• **Stated goal**
Write out exactly the lines running from the one that contains "Note to the class: find each instance of the shoreline" through the end of the material.

• **Supplied entries**
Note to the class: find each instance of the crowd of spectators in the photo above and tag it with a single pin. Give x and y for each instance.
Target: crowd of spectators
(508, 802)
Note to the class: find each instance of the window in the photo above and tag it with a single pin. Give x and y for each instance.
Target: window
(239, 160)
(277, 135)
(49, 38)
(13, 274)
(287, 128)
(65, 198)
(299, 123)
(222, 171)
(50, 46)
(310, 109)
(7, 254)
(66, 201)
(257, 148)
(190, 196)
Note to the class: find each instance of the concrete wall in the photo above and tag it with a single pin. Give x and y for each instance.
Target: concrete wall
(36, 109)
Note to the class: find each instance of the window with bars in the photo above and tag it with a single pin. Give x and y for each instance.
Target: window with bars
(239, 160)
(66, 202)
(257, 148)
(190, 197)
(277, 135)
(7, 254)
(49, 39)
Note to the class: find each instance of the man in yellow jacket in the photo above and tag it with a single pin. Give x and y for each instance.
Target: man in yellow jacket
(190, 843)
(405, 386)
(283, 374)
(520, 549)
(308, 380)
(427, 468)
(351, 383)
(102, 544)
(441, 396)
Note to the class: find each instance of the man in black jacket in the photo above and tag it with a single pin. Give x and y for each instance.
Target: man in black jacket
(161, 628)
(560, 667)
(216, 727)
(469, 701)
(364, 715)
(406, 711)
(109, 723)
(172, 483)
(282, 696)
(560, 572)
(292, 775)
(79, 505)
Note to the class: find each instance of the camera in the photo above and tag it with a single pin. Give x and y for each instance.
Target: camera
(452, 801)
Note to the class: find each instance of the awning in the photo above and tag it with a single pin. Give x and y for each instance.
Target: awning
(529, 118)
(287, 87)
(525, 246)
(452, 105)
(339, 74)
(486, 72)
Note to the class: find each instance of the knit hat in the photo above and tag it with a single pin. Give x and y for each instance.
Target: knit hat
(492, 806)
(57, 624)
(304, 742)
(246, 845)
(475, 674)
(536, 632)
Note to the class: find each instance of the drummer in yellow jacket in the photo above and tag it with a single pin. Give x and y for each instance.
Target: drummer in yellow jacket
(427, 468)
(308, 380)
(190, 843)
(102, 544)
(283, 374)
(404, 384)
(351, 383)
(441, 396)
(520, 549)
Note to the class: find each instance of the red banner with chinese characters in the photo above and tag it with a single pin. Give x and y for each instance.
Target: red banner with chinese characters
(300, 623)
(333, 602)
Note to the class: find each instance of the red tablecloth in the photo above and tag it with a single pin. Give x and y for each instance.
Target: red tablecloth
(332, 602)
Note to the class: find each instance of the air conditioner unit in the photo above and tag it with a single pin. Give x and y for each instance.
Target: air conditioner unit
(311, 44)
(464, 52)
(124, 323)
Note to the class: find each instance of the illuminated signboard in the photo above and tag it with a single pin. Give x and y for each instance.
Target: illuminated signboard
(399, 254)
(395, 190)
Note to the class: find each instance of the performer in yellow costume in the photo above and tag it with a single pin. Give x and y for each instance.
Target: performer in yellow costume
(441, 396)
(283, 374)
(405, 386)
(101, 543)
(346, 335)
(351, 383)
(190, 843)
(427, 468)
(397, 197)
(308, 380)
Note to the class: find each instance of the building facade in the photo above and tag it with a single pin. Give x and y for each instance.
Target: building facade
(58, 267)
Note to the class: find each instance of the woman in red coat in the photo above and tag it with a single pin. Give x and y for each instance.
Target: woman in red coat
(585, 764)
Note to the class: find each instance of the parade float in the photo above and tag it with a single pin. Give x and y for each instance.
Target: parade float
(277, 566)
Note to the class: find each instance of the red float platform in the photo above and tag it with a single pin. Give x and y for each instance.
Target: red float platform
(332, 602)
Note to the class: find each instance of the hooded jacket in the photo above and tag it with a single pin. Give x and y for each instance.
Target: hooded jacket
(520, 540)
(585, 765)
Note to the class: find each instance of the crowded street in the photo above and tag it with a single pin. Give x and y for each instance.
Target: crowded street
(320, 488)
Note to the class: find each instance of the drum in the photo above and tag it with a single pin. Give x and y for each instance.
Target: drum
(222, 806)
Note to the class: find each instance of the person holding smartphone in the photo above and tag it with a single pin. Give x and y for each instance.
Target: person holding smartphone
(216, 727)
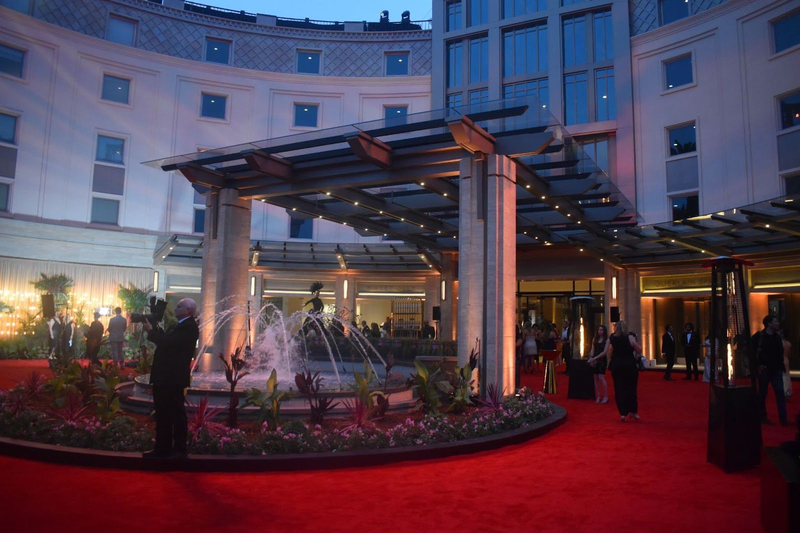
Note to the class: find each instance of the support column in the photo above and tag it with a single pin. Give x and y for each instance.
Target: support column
(225, 269)
(487, 267)
(448, 299)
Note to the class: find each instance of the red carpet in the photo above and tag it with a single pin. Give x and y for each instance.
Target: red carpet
(592, 474)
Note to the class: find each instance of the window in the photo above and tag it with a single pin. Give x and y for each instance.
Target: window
(214, 106)
(682, 139)
(453, 15)
(110, 149)
(672, 10)
(790, 111)
(305, 115)
(478, 12)
(512, 8)
(576, 99)
(199, 220)
(301, 228)
(479, 59)
(454, 78)
(8, 128)
(395, 114)
(105, 211)
(678, 72)
(574, 34)
(121, 30)
(786, 32)
(397, 64)
(218, 51)
(603, 36)
(685, 207)
(606, 101)
(525, 50)
(11, 61)
(308, 62)
(115, 89)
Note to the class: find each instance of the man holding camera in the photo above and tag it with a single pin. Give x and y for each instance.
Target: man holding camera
(169, 377)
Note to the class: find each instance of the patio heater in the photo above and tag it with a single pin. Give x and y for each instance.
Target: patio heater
(581, 375)
(734, 423)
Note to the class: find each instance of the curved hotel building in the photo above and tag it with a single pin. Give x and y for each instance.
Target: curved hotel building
(640, 138)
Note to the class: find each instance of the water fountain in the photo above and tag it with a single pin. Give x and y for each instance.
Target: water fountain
(302, 341)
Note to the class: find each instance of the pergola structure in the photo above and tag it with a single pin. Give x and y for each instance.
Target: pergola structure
(480, 179)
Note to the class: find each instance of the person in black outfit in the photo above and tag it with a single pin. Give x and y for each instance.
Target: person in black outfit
(691, 350)
(668, 351)
(622, 362)
(175, 349)
(94, 337)
(769, 352)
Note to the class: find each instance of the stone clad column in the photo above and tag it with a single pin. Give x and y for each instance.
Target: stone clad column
(487, 267)
(225, 269)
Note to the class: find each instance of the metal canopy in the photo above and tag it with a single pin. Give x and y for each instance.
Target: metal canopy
(398, 178)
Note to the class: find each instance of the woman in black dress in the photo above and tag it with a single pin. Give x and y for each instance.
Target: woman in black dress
(598, 362)
(622, 362)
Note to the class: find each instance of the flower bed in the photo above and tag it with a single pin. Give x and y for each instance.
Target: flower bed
(125, 433)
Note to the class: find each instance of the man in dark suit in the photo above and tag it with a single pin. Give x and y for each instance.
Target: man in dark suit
(175, 349)
(668, 351)
(691, 350)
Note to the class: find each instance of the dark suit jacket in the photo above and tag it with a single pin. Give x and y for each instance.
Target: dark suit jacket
(174, 352)
(668, 345)
(691, 349)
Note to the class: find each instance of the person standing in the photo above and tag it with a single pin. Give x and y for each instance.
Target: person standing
(93, 339)
(116, 337)
(622, 361)
(668, 351)
(599, 362)
(769, 354)
(691, 351)
(175, 349)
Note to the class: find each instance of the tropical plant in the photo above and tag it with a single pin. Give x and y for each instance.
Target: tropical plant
(234, 371)
(59, 285)
(424, 383)
(269, 402)
(309, 385)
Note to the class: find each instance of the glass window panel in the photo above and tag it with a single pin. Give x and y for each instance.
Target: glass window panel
(683, 139)
(454, 64)
(301, 228)
(5, 191)
(105, 211)
(397, 64)
(786, 32)
(603, 37)
(454, 15)
(790, 111)
(8, 128)
(305, 115)
(199, 220)
(685, 207)
(214, 106)
(672, 10)
(308, 62)
(115, 89)
(11, 61)
(218, 51)
(121, 31)
(110, 149)
(678, 72)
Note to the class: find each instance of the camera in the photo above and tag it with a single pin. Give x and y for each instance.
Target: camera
(157, 309)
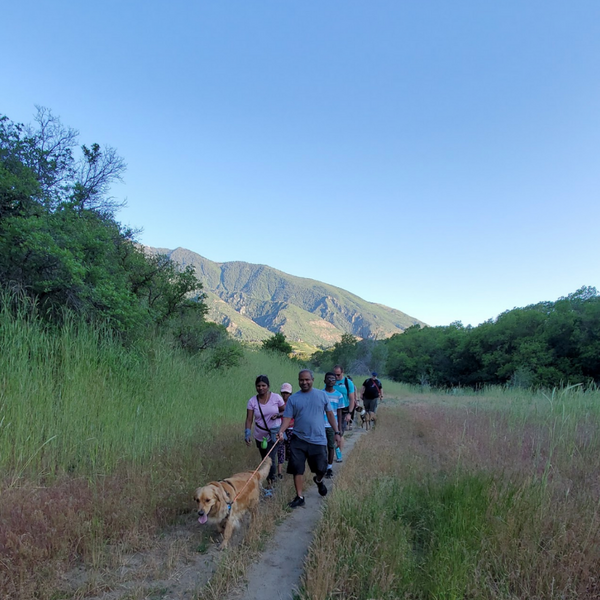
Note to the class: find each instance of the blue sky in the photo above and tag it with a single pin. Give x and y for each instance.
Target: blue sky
(438, 157)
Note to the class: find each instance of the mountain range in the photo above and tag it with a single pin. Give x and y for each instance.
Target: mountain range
(255, 301)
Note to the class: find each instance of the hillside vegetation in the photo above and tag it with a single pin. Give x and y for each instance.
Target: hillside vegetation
(308, 312)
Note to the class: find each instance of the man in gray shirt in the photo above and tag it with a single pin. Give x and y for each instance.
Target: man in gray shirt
(309, 442)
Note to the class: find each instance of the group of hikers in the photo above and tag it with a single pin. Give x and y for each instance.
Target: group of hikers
(308, 426)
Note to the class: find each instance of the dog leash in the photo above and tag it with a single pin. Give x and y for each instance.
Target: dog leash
(230, 504)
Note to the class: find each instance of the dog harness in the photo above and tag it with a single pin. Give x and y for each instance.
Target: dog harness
(230, 501)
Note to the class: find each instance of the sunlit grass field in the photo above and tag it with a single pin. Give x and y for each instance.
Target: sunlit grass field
(101, 446)
(454, 495)
(492, 495)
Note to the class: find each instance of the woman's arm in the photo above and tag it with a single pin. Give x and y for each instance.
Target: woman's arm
(248, 431)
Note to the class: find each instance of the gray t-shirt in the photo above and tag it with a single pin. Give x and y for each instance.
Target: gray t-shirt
(306, 408)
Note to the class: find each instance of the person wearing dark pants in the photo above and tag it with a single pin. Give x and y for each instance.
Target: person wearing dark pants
(309, 442)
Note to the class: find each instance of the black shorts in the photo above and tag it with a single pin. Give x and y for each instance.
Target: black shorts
(330, 434)
(301, 451)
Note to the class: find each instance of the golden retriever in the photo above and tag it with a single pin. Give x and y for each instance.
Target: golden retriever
(367, 419)
(216, 503)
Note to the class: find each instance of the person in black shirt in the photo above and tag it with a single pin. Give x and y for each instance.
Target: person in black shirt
(371, 392)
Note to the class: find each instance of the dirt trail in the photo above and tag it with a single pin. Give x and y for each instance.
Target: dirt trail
(277, 574)
(176, 568)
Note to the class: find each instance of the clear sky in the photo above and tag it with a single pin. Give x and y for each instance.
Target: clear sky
(442, 158)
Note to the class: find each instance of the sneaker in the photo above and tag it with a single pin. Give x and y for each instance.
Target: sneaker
(322, 487)
(297, 501)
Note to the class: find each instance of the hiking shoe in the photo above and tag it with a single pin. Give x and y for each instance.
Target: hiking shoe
(321, 486)
(297, 501)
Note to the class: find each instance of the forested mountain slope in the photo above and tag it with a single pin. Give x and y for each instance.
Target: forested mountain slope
(255, 301)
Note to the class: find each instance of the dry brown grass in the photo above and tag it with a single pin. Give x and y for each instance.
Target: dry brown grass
(538, 534)
(122, 533)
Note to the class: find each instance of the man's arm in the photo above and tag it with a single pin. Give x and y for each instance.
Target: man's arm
(285, 423)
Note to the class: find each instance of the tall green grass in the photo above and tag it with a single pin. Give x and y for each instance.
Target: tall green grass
(75, 400)
(447, 499)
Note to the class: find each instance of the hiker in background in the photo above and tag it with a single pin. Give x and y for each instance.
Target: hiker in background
(335, 398)
(309, 443)
(283, 450)
(344, 386)
(371, 392)
(265, 409)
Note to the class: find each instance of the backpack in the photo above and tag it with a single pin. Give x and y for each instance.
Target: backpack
(372, 388)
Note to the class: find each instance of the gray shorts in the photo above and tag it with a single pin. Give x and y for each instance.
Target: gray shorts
(330, 437)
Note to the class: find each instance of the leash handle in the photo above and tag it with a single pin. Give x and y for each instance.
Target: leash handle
(254, 473)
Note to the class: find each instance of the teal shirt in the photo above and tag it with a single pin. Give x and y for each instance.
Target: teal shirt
(340, 387)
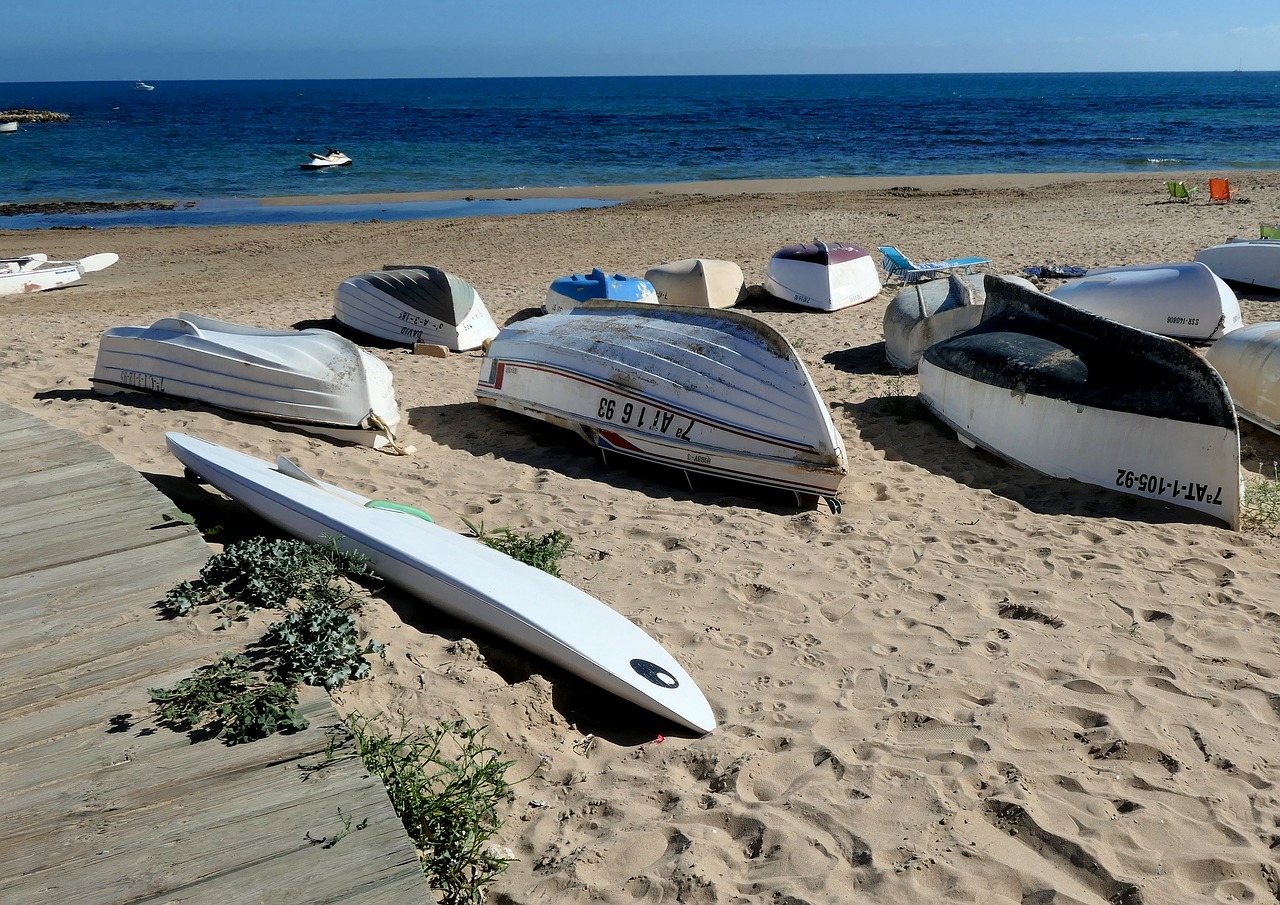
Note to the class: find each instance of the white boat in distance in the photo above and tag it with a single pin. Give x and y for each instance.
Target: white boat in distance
(698, 282)
(35, 273)
(929, 311)
(821, 275)
(411, 305)
(1072, 394)
(1244, 261)
(312, 380)
(461, 576)
(1249, 362)
(320, 161)
(702, 391)
(1183, 300)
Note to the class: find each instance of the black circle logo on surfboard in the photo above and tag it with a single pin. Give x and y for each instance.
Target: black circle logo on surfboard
(654, 673)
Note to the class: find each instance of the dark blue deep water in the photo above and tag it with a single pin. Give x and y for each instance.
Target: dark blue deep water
(245, 138)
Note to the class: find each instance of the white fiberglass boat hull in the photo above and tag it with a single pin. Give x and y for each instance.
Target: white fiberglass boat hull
(823, 277)
(464, 577)
(707, 392)
(1194, 466)
(415, 305)
(314, 379)
(1249, 362)
(1183, 300)
(1244, 261)
(1073, 394)
(698, 282)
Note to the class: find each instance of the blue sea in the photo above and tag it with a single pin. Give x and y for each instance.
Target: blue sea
(220, 145)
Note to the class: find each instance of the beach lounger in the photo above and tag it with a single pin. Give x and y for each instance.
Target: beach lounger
(896, 264)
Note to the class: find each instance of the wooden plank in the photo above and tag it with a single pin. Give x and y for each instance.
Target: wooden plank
(96, 812)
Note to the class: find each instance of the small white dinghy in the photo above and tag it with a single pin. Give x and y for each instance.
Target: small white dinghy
(1183, 300)
(1249, 362)
(411, 305)
(461, 576)
(698, 282)
(568, 292)
(929, 311)
(35, 273)
(702, 391)
(1244, 261)
(821, 275)
(1072, 394)
(314, 380)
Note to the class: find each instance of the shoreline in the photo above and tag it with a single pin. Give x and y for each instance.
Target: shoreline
(644, 191)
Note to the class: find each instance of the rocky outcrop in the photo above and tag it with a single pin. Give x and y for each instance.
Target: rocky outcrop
(32, 117)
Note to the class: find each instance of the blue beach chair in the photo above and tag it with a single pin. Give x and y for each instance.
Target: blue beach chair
(897, 264)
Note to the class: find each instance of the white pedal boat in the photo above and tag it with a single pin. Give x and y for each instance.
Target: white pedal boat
(702, 391)
(698, 282)
(35, 273)
(1183, 300)
(1249, 362)
(314, 380)
(1072, 394)
(1244, 261)
(823, 277)
(411, 305)
(461, 576)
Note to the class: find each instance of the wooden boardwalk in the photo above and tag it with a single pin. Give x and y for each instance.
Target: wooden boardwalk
(95, 810)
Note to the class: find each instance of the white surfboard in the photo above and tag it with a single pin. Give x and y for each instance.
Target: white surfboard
(461, 576)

• **Problem solution**
Note to the class: find each instance of the shoreline in the photo above and tag it with a single pin. Give x and y for each instance.
Target: shoreline
(644, 191)
Note to the class: find each instance of the rocky outcrop in the photo above and tag it with a single pin. Give x and y for each instance.
Target: rocky outcrop
(32, 117)
Note to the class: find each instance of the blue beach chair in the photo above and tag it with a single pin. Give x and y for each instance.
Target: blue beach chair
(897, 264)
Note to the class: find each instance of the white pedal boat in the photo above and tag it with a single pin. Give x and y for each instance.
Target: white pedal boat
(702, 391)
(698, 282)
(35, 273)
(1183, 300)
(1249, 362)
(314, 380)
(1072, 394)
(1244, 261)
(823, 277)
(411, 305)
(461, 576)
Note to the class: find each instance of the wooden boardwalk in the photo above and tag it with a single pin. Give x and y for each instance.
Target: wooden boardwalk
(95, 810)
Note to the class: find each instance of the white surfboard in the photo above and tag it with a single pin. Give x and y for each instance.
Target: white surfboard
(461, 576)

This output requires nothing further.